WRITTEN REQUEST: Please reproduce every one of the entries below word for word.

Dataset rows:
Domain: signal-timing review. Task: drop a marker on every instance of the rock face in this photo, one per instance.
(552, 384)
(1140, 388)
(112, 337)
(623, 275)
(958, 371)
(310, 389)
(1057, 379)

EXPECTED OUTPUT:
Domain: signal-timing review. Task: drop a marker on every instance of the rock face in this photo, one per instance.
(552, 384)
(1140, 388)
(112, 337)
(623, 275)
(958, 371)
(310, 389)
(1057, 379)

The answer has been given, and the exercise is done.